Attendu qu'il n'est pas contesté que les signes litigieux visent des produits identiques ou similaires ;

Attendu que contrairement à ce que soutient la demanderesse, les expressions "CARTRIDGE WORLD" et "MONDIAL CARTOUCHES" ne présentent aucune ressemblance phonétique ;

Qu'aucune similitude visuelle n'existe entre elles, ce d'autant plus qu'ainsi que le souligne la société MONDIAL CARTOUCHES, l'étoile à sept branches, entourée d'une flèche, constitue un élément, sinon dominant, en tout cas particulièrement distinctif, de la marque communautaire invoquée ;

Attendu, cependant, qu'il n'est pas contesté que le mot anglais "world", aisément compréhensible du consommateur de cartouches d'imprimante moyen, se traduit par "monde", dont l'adjectif "mondial" présent dans les signes argués de contrefaçon constitue un simple dérivé ; qu'il n'est pas plus contesté que le terme anglais "cartridge", également compréhensible par le consommateur de cartouches d'imprimante moyen, se traduit par "cartouches" ; que les signes comparés présentent ainsi une forte similitude sur le plan intellectuel, en ce qu'ils paraissent désigner un réseau mondial de ventes de cartouches ; que les produits désignés par les signes argués de contrefaçon paraissent, dans ces conditions, constituer la version française de ceux commercialisés sous la marque communautaire CARTRIDGE WORLD ;

Attendu qu'il en résulte, pour l'acheteur de cartouches normalement attentif n'ayant pas simultanément l'ensemble des signes examinés sous les yeux, un risque de confusion le conduisant à attribuer aux produits et services concernés une origine commune ;

Attendu que la contrefaçon par imitation de la marque communautaire CARTRIDGE WORLD déposée le 12 octobre 2000, enregistrée le 3 avril 2002 sous le no1 915 693, se trouve ainsi caractérisée à l'encontre de l'ensemble des défenderesses ;

Qu'il convient notamment, par application combinée des articles L. 711-4 a, L. 714-3 du Code de la propriété intellectuelle et 98 du règlement CE no40/94 du 20 décembre 1993, de prononcer la nullité de la marque verbale française MONDIAL CARTOUCHES, déposée le 15 juillet 2003, enregistrée sous le no03 323 6 444, pour les produits et services des classes 2, 9 et 40 "recyclage de cartouches d'imprimerie jet d'encre et laser, encres, imprimantes".

#### EXTRAITS DES LIGNES:
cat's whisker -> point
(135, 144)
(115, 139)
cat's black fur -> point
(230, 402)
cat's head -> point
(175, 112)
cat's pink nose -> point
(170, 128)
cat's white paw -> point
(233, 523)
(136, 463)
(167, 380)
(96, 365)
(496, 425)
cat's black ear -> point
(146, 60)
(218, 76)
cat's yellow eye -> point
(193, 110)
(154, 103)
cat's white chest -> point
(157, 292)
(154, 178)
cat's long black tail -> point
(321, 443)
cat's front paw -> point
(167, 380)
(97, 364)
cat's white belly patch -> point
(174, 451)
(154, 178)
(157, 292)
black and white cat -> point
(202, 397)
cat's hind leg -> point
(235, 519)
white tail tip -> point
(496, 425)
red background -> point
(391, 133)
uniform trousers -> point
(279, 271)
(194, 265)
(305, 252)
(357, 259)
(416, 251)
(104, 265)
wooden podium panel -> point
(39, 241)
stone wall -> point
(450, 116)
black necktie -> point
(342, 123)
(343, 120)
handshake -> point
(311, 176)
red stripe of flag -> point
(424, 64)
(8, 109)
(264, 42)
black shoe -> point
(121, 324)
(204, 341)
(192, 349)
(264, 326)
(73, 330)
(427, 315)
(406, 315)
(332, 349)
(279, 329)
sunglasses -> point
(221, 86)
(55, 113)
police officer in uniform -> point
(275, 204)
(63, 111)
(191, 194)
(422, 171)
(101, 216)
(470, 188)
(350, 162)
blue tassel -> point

---

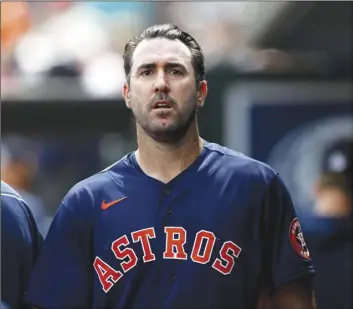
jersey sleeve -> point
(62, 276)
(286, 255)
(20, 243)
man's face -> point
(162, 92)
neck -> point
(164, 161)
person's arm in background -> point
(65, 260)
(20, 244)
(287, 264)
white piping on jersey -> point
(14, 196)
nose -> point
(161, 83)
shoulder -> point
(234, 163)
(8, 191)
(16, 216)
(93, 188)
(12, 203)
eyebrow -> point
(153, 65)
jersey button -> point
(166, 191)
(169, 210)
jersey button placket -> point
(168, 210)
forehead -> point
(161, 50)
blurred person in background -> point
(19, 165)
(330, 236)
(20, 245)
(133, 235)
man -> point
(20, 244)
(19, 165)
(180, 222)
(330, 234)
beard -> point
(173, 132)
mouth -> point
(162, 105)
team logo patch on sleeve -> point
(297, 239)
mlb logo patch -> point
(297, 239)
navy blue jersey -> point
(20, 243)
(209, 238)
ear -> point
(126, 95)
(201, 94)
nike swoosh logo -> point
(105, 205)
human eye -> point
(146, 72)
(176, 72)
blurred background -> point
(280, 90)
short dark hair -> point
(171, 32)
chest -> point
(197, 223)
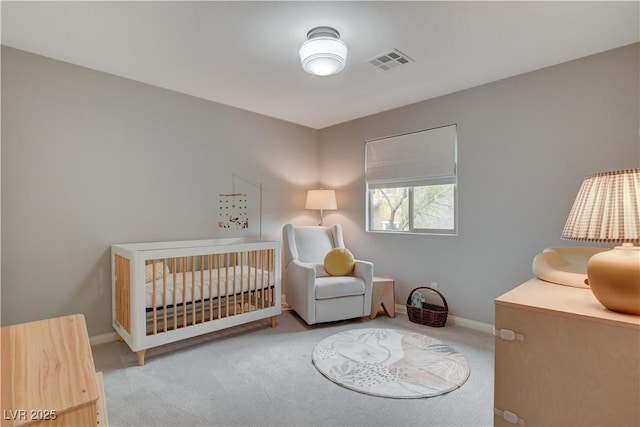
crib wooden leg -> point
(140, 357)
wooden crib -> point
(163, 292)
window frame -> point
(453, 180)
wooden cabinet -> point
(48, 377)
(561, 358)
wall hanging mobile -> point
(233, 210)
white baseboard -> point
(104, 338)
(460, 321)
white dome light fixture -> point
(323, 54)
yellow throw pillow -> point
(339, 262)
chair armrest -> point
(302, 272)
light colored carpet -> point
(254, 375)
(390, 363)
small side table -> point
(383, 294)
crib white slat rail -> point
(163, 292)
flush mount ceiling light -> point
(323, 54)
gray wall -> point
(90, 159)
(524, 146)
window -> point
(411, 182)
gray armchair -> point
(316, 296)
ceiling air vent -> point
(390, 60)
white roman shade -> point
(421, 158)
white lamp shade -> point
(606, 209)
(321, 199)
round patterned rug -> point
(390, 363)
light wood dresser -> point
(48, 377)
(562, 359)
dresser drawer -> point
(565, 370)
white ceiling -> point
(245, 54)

#### CONSIGNES:
(a) Relevez toutes les lignes qui contiennent le mot "logo", en respectant la casse.
(b) Poursuivez, s'il vous plaît, l'extrait de jugement à partir de sa dernière phrase.
L'extrait de jugement et les lignes n'ont aucun rapport entre eux.

#### RÉPONSES:
(a)
team logo patch on sleeve -> point
mlb logo patch -> point
nike swoosh logo -> point

(b)
IV. Sur le caractère frauduleux du dépôt de la marque MONDIAL CARTOUCHES

Attendu que la société NPC DIFFUSION se prévaut du caractère frauduleux du dépôt de la marque MONDIAL CARTOUCHES pour solliciter son annulation par application de l'article L. 712-6 du Code de la propriété intellectuelle et de l'adage "fraus omnia corrumpit" ; qu'elle soutient que Monsieur E..., à la suite d'un désaccord avec son potentiel franchiseur, a créé la société MONDIAL CARTOUCHES, après avoir bénéficié du savoir-faire des sociétés CARTRIDGE WORLD, et a déposé la marque litigieuse en ayant connaissance de la volonté de celles-ci de développer un réseau de magasins en France pour avoir entamé des pourparlers en vue de devenir membre du dit réseau ;

Que contrairement à ce que semble soutenir la société MONDIAL CARTOUCHE, la demande en nullité de la société NPC DIFFUSION n'est pas fondée sur l'article L. 711-4 du Code de la propriété intellectuelle ou sur un quelconque risque de confusion entre leurs dénominations sociales ;

Attendu que la société MONDIAL CARTOUCHES soutient en défense que la fraude s'apprécie "au moment des faits", et que rien ne démontre qu'en 2003, le dépôt de la marque MONDIAL CARTOUCHES a été effectué dans la perspective de porter atteinte aux droits de la société "CARTRIDGE WORLD UK" ;

Attendu cependant que le Tribunal ayant annulé la marque verbale française MONDIAL CARTOUCHES, déposée le 15 juillet 2003, enregistrée sous le no03 323 6 444, pour les produits et services des classes 2, 9 et 40 "recyclage de cartouches d'imprimerie jet d'encre et laser, encres, imprimantes", la demande de la société NPC DIFFUSION devient sans objet.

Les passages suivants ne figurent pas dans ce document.